◆ **SELECTED EXCERPT**
----

Aidan Connor explores the atmosphere at Celtic Park and how it has changed in recent times. Has modern football curated a culture that has converted Celtic fans from participants to mere spectators?

The atmosphere at Celtic Park has undeniably changed, from the raw, unrelenting roar of the Jungle in the 1980s, to something far more filtered and digitised today. Smartphones and social media have turned fans from participants to observers, with many more concerned with capturing a moment for online validation than fully experiencing it in real time. What was once spontaneous chanting, waves, and seas of green passion has given way to a culture of recording and posting, with fans using the stadium as a backdrop for their own social media productions rather than as a theatre of collective emotion. Even modern light displays, which have progressed from candles to camera flashes, demonstrate this reliance on technology. My father recalls seeing fans use lighters to achieve the same effect, a fire hazard that is now prohibited but a clear symbol of hands-on, community support. The Green Brigade’s early mass camera flash protests began as political gestures against stewards and authorities, while commemorative displays for the Lisbon Lions’ 50th anniversary demonstrated the potential for visual spectacle but even these moments, as stunning as they are, are increasingly being shared online rather than in the stands. In short, the Jungle’s raw energy has given way to a digital glow, with participation mediated through screens and the roar becoming quieter, fragmented, and increasingly filtered by technology.

----

Records
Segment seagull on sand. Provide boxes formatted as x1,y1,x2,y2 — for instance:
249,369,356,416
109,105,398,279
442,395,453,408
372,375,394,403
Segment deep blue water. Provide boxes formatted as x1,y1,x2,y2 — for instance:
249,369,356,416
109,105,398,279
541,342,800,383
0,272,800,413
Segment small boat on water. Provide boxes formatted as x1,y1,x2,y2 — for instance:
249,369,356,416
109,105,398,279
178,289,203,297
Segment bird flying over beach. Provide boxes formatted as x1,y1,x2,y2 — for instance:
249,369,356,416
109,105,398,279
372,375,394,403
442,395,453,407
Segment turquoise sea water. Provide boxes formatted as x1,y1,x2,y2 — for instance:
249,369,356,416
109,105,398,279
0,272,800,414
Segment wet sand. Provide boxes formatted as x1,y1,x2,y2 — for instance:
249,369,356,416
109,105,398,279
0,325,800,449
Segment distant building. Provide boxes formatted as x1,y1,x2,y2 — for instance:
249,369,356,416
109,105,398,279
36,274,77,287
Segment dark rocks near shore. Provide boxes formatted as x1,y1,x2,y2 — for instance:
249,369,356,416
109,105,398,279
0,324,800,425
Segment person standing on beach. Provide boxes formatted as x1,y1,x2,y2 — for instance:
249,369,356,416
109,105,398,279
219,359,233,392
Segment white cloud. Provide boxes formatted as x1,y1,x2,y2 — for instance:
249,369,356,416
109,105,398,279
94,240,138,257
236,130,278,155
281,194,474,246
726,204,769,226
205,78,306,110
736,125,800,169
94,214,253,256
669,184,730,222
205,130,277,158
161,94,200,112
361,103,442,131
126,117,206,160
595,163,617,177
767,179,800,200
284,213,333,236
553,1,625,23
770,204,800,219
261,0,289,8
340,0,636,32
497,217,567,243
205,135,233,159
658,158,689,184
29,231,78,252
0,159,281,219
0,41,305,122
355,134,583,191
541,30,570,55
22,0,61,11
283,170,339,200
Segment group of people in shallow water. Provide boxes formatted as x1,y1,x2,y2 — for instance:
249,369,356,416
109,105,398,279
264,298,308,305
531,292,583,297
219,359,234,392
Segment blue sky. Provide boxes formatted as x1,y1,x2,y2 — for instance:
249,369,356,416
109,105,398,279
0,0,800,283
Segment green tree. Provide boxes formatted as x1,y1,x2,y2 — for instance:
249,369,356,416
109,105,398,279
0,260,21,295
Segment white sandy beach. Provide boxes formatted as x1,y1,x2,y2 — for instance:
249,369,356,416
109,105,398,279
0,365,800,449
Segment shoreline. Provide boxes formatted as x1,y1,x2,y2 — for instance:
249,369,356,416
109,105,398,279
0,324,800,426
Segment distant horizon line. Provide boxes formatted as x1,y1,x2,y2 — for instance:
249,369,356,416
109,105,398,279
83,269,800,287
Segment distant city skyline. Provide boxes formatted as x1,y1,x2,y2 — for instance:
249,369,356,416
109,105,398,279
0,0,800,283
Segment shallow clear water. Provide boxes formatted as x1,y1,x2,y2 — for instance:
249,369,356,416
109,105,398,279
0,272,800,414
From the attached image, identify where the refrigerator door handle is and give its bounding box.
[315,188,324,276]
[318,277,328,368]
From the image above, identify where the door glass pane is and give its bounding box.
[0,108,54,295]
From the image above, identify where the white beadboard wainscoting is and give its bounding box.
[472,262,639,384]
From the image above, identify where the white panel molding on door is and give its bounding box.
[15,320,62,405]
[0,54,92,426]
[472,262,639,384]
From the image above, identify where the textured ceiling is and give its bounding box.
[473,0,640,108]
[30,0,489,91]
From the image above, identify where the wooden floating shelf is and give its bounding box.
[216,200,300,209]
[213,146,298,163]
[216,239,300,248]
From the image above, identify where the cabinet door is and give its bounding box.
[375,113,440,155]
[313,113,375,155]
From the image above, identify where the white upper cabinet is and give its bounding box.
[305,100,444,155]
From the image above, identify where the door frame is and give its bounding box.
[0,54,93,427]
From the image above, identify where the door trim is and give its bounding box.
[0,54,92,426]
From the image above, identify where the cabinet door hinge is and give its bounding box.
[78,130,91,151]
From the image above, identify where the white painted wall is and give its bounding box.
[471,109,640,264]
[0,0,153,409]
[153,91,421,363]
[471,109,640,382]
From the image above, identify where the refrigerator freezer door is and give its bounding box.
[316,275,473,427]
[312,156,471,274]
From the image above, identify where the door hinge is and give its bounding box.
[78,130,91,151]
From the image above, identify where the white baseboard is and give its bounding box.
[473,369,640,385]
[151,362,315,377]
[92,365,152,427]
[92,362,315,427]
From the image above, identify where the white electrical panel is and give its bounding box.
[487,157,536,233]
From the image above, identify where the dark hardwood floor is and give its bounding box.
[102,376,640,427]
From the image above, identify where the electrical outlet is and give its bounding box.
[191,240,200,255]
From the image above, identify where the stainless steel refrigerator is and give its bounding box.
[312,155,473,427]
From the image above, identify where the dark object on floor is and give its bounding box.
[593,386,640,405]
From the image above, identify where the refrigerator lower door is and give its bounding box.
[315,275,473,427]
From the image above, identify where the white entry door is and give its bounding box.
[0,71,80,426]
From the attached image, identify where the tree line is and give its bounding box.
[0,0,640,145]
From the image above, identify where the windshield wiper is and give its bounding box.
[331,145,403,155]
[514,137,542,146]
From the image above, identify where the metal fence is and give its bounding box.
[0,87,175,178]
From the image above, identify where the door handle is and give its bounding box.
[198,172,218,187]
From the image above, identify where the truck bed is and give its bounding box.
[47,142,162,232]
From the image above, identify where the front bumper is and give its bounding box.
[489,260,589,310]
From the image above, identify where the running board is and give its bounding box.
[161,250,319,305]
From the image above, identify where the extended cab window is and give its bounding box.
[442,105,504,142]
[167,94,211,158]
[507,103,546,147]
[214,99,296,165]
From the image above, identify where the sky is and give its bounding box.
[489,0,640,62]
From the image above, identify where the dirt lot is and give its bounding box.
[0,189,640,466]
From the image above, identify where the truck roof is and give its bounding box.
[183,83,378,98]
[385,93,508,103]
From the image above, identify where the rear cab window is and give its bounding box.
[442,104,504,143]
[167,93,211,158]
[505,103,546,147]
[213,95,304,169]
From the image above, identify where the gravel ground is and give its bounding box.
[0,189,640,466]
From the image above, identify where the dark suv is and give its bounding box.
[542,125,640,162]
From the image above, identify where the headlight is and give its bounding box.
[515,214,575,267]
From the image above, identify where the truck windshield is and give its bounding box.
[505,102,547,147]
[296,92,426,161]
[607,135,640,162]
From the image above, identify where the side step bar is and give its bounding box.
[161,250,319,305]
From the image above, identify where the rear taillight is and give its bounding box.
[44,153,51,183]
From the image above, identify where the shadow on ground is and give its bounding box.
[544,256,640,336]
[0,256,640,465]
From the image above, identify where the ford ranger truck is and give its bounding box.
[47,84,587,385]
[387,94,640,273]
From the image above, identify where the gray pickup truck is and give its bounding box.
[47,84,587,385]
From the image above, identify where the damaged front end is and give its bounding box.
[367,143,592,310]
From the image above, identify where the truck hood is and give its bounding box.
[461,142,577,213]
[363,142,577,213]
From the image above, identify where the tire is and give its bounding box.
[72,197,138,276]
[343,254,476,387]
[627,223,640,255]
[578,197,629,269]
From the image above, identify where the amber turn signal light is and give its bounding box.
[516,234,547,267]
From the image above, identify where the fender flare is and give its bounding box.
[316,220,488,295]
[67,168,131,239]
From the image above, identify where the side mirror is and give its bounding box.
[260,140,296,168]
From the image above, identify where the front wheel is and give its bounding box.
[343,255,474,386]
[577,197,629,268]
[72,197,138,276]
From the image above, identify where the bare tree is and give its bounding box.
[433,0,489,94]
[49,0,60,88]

----

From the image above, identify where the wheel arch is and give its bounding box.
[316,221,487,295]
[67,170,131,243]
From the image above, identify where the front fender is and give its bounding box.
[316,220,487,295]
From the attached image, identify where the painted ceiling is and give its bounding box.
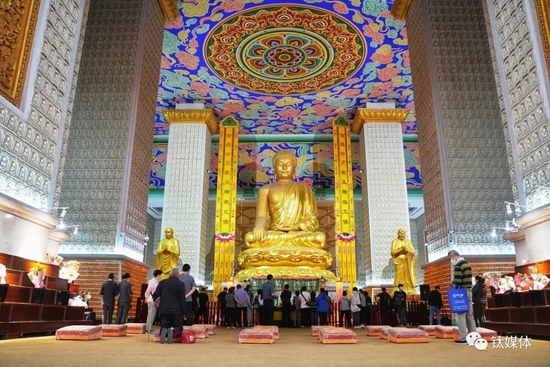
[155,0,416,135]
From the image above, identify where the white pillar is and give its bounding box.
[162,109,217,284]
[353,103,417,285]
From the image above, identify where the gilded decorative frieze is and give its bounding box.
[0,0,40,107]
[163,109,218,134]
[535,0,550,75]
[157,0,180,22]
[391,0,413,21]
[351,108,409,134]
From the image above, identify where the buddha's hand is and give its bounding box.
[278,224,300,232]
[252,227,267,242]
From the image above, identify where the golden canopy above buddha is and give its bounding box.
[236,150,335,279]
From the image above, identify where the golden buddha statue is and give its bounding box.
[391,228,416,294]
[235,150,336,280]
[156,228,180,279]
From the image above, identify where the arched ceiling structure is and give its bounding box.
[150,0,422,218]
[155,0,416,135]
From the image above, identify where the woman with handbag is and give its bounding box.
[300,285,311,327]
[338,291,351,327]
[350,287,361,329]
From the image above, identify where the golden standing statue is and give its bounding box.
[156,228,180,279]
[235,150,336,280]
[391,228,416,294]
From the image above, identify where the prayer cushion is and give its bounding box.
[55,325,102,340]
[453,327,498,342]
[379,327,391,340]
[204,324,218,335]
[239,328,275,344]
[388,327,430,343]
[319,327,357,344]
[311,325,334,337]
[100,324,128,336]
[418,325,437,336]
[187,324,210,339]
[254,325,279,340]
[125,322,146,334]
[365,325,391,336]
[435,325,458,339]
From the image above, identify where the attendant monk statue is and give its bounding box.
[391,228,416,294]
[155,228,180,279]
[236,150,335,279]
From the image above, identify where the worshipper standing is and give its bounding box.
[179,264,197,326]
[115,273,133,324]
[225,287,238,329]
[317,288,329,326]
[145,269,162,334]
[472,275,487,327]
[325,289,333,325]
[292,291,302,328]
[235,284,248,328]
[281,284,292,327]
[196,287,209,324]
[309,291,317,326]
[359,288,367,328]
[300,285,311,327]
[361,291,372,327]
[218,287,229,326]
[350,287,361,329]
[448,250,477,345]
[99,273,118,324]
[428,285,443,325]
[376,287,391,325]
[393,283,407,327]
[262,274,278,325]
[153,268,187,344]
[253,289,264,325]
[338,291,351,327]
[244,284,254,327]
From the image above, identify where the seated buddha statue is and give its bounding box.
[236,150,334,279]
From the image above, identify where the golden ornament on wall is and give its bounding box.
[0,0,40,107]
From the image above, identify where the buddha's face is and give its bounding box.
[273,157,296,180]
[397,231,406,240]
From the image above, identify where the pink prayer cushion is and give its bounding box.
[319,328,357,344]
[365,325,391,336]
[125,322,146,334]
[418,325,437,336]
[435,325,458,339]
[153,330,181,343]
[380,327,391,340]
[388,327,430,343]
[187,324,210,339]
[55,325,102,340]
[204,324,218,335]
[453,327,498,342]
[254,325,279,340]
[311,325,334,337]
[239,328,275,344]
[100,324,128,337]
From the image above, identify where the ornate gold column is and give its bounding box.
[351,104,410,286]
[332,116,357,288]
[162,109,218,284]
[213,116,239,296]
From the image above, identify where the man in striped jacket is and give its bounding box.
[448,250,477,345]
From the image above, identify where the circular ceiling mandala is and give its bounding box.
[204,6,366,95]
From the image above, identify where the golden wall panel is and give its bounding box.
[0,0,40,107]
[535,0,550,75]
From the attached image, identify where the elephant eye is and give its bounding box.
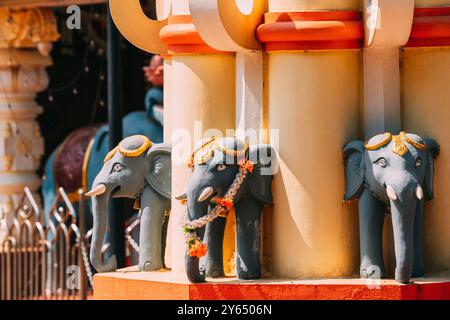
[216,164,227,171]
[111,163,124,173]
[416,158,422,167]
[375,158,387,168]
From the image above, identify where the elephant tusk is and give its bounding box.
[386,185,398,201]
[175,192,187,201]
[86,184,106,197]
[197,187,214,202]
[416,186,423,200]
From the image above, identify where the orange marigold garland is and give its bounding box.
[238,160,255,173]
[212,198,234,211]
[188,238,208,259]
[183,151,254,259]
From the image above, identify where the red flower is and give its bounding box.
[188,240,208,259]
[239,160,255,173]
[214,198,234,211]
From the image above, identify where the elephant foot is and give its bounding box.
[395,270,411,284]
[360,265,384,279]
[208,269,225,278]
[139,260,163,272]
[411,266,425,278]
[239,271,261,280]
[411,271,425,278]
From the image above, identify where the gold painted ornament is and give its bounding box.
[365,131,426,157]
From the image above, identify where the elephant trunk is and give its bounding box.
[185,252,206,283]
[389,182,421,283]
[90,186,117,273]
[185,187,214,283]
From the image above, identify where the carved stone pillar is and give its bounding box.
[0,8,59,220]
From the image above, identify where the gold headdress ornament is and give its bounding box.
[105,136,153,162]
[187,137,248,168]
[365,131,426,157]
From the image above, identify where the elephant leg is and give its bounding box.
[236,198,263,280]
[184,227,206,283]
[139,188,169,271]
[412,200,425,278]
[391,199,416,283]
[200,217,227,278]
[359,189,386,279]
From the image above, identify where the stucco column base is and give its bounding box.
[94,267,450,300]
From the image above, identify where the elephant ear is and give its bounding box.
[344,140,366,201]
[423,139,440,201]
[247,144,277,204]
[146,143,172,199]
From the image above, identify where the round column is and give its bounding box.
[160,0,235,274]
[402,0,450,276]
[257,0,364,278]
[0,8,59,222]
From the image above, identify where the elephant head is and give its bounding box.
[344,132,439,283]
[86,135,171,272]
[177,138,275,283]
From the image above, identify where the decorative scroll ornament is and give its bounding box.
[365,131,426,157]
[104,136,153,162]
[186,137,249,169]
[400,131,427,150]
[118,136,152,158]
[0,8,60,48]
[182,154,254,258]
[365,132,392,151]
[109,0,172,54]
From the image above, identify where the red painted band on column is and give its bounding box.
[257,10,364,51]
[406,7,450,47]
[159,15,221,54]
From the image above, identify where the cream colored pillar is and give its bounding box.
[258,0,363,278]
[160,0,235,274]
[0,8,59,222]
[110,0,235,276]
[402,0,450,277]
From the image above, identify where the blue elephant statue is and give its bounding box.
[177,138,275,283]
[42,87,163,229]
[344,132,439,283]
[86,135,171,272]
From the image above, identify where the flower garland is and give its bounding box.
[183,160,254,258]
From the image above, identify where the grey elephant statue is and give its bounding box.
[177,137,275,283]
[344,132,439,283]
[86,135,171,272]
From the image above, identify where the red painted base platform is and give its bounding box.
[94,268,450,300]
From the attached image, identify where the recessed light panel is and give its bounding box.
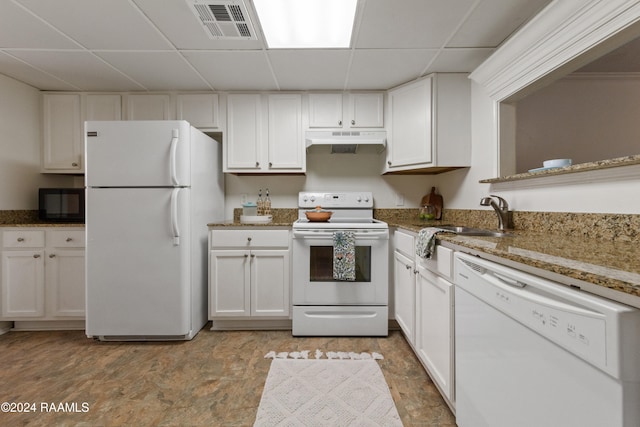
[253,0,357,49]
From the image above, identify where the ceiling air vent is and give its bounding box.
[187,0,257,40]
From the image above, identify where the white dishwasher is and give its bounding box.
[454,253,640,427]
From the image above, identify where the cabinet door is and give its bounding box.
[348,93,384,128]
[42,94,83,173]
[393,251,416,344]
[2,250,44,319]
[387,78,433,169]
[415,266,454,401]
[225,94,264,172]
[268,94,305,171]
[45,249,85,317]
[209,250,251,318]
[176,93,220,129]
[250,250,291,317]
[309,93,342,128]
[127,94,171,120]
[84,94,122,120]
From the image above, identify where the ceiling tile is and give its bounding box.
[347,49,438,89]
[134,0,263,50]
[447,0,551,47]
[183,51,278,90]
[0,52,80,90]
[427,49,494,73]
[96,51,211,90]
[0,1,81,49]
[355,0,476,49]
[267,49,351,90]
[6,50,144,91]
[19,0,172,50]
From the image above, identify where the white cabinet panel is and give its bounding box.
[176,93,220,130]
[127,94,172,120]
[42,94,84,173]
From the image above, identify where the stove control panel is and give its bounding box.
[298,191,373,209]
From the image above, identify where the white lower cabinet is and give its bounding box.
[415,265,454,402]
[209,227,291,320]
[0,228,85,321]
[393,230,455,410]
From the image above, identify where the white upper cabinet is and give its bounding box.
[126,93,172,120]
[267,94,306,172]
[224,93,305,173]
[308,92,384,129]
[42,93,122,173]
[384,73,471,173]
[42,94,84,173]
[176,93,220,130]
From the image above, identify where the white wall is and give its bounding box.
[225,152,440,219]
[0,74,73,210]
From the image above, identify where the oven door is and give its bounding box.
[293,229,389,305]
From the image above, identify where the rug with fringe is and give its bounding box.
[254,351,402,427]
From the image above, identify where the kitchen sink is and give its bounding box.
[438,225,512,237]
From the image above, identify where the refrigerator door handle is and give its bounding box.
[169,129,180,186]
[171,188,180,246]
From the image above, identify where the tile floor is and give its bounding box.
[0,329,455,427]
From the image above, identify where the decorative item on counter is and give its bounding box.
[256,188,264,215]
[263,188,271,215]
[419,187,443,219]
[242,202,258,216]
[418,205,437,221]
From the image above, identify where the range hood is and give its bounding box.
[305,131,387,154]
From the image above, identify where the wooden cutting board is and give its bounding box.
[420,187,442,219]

----

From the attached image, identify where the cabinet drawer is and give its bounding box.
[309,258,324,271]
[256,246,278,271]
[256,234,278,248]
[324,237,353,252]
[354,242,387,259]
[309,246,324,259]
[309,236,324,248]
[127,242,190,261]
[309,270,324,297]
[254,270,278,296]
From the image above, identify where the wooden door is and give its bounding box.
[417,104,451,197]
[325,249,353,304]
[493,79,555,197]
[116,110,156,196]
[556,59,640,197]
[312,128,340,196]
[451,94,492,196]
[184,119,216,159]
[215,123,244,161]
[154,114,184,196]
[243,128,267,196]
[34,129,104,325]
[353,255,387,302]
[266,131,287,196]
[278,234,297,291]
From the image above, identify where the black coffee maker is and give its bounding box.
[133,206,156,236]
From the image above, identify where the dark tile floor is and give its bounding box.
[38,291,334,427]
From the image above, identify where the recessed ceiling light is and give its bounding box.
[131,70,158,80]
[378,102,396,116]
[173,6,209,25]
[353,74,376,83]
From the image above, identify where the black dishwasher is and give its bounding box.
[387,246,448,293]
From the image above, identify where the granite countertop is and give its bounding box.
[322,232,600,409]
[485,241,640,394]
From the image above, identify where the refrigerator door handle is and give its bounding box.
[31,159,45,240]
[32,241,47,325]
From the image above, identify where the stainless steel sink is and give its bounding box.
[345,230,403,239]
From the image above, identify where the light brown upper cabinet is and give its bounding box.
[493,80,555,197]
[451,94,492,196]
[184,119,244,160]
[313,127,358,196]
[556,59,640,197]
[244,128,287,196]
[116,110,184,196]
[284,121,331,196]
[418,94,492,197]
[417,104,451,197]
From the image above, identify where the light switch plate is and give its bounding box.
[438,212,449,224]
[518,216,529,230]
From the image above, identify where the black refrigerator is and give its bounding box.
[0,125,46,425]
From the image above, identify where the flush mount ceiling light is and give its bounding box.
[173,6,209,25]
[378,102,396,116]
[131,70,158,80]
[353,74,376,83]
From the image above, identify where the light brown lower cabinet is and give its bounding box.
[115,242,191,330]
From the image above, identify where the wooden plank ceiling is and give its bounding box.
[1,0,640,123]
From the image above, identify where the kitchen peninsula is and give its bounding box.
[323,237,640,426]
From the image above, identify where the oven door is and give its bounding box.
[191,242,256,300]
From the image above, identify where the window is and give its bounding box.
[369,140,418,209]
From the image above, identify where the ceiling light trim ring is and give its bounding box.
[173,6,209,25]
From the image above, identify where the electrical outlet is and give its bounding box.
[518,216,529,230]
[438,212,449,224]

----

◆ **JOB 1**
Reproduce the part of the piece about the Celtic Park atmosphere that begins at the words "Aidan Connor explores" and ends after the words "to mere spectators?".
◆ **JOB 2**
Turn the rows into a numbered list, starting at the line that contains "From the image above, identify where the round" and ending after the line that contains "[402,0,450,277]". Include only those lines, and drop any blank ones.
The rows have no connection to the piece about the Celtic Park atmosphere.

◆ **REPLY 1**
Aidan Connor explores the atmosphere at Celtic Park and how it has changed in recent times. Has modern football curated a culture that has converted Celtic fans from participants to mere spectators?

◆ **REPLY 2**
1. From the image above, identify where the round column is and give its bounding box.
2. [160,0,235,274]
3. [402,0,450,276]
4. [257,0,364,278]
5. [0,8,59,222]
6. From the image above, identify where the elephant head is and give its bounding box.
7. [344,132,439,283]
8. [86,135,171,272]
9. [177,138,275,283]
10. From the image above, identify where the decorative scroll ornament is and give its bounding box.
11. [365,131,426,157]
12. [104,136,153,162]
13. [186,137,249,169]
14. [400,131,427,150]
15. [118,136,152,158]
16. [0,8,60,48]
17. [182,154,254,258]
18. [365,132,392,151]
19. [109,0,172,54]
20. From the image above, identify where the red painted band on column is and give its bounding box.
21. [257,10,364,51]
22. [406,7,450,47]
23. [159,15,221,54]
24. From the image above, identify where the cream colored pillar is and give its bounding box.
25. [258,0,363,278]
26. [160,0,235,274]
27. [0,8,59,222]
28. [110,0,235,276]
29. [402,0,450,277]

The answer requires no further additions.